[Gespeicherte Dateneinträge]
•••
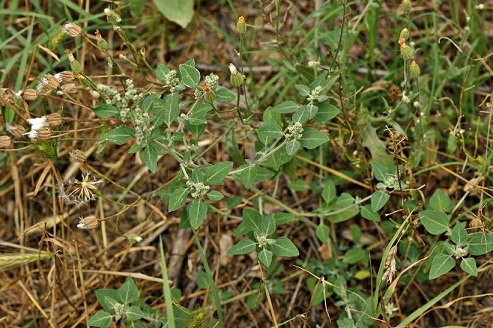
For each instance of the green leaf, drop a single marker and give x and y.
(283, 218)
(177, 11)
(435, 222)
(249, 174)
(150, 156)
(378, 200)
(190, 76)
(368, 213)
(100, 319)
(459, 234)
(133, 313)
(268, 132)
(292, 147)
(215, 174)
(196, 213)
(284, 247)
(440, 265)
(304, 90)
(268, 224)
(198, 115)
(106, 111)
(215, 195)
(177, 198)
(480, 243)
(286, 107)
(224, 95)
(120, 135)
(265, 257)
(161, 71)
(469, 266)
(329, 192)
(382, 172)
(166, 110)
(252, 220)
(326, 112)
(439, 201)
(313, 138)
(244, 246)
(128, 292)
(355, 255)
(322, 232)
(303, 114)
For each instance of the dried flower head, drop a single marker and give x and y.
(54, 119)
(65, 76)
(5, 141)
(72, 29)
(28, 94)
(78, 193)
(390, 267)
(48, 83)
(78, 156)
(16, 130)
(89, 222)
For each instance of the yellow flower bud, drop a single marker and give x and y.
(414, 69)
(404, 34)
(240, 25)
(406, 52)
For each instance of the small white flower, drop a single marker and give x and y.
(232, 69)
(33, 134)
(37, 123)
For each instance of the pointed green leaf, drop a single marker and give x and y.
(265, 257)
(161, 71)
(322, 232)
(269, 132)
(120, 135)
(435, 222)
(100, 319)
(215, 174)
(177, 199)
(378, 200)
(469, 266)
(459, 234)
(480, 243)
(196, 213)
(368, 213)
(292, 147)
(176, 11)
(128, 292)
(268, 224)
(439, 201)
(190, 76)
(150, 156)
(440, 265)
(134, 313)
(284, 247)
(326, 112)
(249, 174)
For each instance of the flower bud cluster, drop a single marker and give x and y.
(199, 189)
(125, 102)
(295, 130)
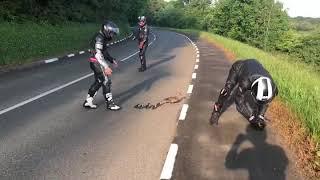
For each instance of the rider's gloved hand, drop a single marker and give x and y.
(214, 119)
(258, 122)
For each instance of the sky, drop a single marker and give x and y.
(306, 8)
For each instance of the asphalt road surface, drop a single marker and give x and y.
(51, 136)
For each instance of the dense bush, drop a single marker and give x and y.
(57, 11)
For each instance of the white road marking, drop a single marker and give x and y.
(194, 75)
(183, 112)
(70, 55)
(169, 163)
(190, 88)
(51, 60)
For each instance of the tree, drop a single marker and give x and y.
(258, 22)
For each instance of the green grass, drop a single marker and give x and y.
(22, 43)
(299, 84)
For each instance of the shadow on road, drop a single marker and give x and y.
(263, 161)
(142, 86)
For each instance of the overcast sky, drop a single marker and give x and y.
(307, 8)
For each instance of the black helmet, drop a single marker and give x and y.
(261, 89)
(109, 29)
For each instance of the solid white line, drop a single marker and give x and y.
(44, 94)
(183, 112)
(169, 163)
(55, 89)
(51, 60)
(70, 55)
(190, 88)
(194, 75)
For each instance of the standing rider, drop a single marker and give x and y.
(254, 89)
(100, 67)
(143, 38)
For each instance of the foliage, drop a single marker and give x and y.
(299, 84)
(58, 11)
(30, 41)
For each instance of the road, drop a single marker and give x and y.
(53, 137)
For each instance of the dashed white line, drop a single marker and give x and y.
(51, 60)
(70, 55)
(190, 88)
(183, 112)
(194, 75)
(169, 163)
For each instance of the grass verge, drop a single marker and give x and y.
(299, 90)
(23, 43)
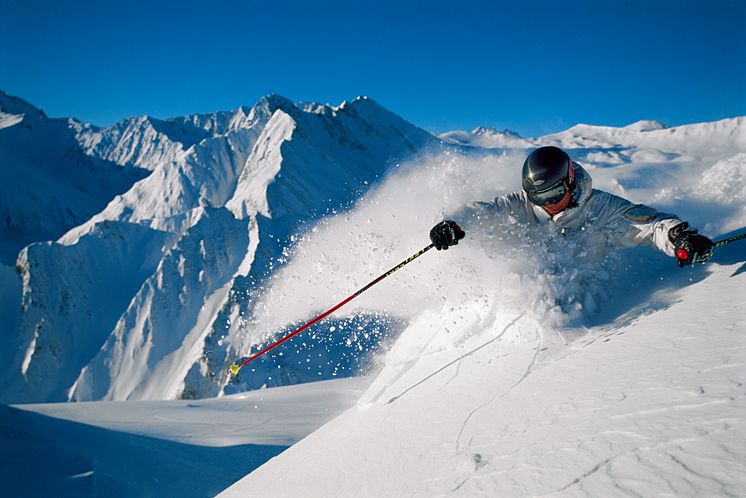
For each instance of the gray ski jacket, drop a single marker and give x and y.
(602, 220)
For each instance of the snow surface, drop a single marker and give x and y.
(492, 368)
(158, 448)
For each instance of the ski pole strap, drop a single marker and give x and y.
(729, 240)
(234, 369)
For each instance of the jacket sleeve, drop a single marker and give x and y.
(637, 224)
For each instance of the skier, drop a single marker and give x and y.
(558, 191)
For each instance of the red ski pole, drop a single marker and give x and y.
(237, 366)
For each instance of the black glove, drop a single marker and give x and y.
(689, 246)
(445, 234)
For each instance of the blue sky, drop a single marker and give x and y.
(533, 67)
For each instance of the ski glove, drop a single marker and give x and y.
(445, 234)
(689, 246)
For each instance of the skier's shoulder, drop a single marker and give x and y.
(616, 206)
(607, 199)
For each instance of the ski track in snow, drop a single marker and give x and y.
(457, 361)
(498, 396)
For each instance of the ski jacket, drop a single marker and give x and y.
(599, 219)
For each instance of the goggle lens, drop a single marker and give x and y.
(549, 196)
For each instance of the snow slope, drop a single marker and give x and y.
(157, 448)
(624, 379)
(649, 407)
(616, 380)
(134, 301)
(535, 373)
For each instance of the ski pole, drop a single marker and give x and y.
(237, 366)
(682, 254)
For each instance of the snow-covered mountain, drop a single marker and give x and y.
(136, 288)
(486, 137)
(492, 369)
(151, 296)
(48, 183)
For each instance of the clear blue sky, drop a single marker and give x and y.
(533, 67)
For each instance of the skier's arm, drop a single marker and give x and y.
(638, 224)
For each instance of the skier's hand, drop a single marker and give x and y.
(689, 246)
(445, 234)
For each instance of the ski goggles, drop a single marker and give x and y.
(552, 195)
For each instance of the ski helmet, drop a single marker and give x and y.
(548, 174)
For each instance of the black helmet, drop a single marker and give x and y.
(548, 174)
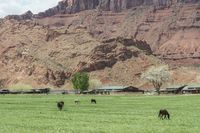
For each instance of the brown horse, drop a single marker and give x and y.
(163, 114)
(60, 105)
(76, 101)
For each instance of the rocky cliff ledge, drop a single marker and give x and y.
(74, 6)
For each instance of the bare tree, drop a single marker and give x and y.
(157, 75)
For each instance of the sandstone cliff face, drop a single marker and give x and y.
(74, 6)
(109, 43)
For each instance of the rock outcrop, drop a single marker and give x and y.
(112, 51)
(74, 6)
(27, 15)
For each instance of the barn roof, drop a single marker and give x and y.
(112, 87)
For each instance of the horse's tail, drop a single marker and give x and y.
(168, 116)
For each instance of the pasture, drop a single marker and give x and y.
(111, 114)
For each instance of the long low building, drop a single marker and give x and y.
(114, 89)
(185, 89)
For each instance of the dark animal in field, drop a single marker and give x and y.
(76, 101)
(164, 114)
(93, 101)
(60, 105)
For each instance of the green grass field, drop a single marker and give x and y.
(111, 114)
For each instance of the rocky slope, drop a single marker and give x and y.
(107, 38)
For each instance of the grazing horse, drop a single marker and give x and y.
(93, 101)
(60, 105)
(164, 114)
(76, 101)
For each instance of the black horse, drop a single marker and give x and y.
(93, 101)
(76, 101)
(163, 114)
(60, 105)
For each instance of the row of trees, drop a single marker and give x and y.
(157, 75)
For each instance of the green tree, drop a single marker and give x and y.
(80, 81)
(2, 83)
(157, 75)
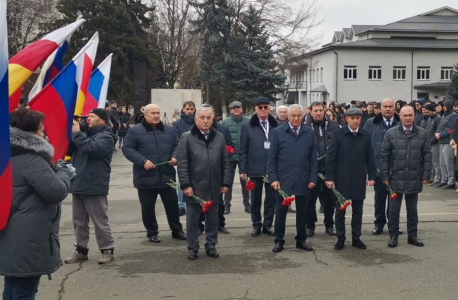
•••
◆ **Gestellte Aufgabe**
Gib die Zeilen des Materials unverändert wieder, beginnend mit der Zeile, die „For each instance of the green grass field, drop“ enthält, und fortlaufend bis einschließlich zum Ende des Materials. Lass dabei die Bilder weg.

◆ **Lösung der Übung**
For each instance of the green grass field, drop a single marker and give x and y.
(111, 114)
For each instance of the rocky slope, drop a single marker and give x and y.
(107, 38)
For each instance of the grazing horse, drop a single marker and give x and y.
(93, 101)
(60, 105)
(164, 114)
(76, 101)
For each instance of the black horse, drop a single marker and give x and y.
(93, 101)
(76, 101)
(163, 114)
(60, 105)
For each instance of the row of trees, drop a single marker and give x and y.
(157, 75)
For each instance of the green tree, drop a single marker and give x and y.
(80, 81)
(2, 83)
(157, 75)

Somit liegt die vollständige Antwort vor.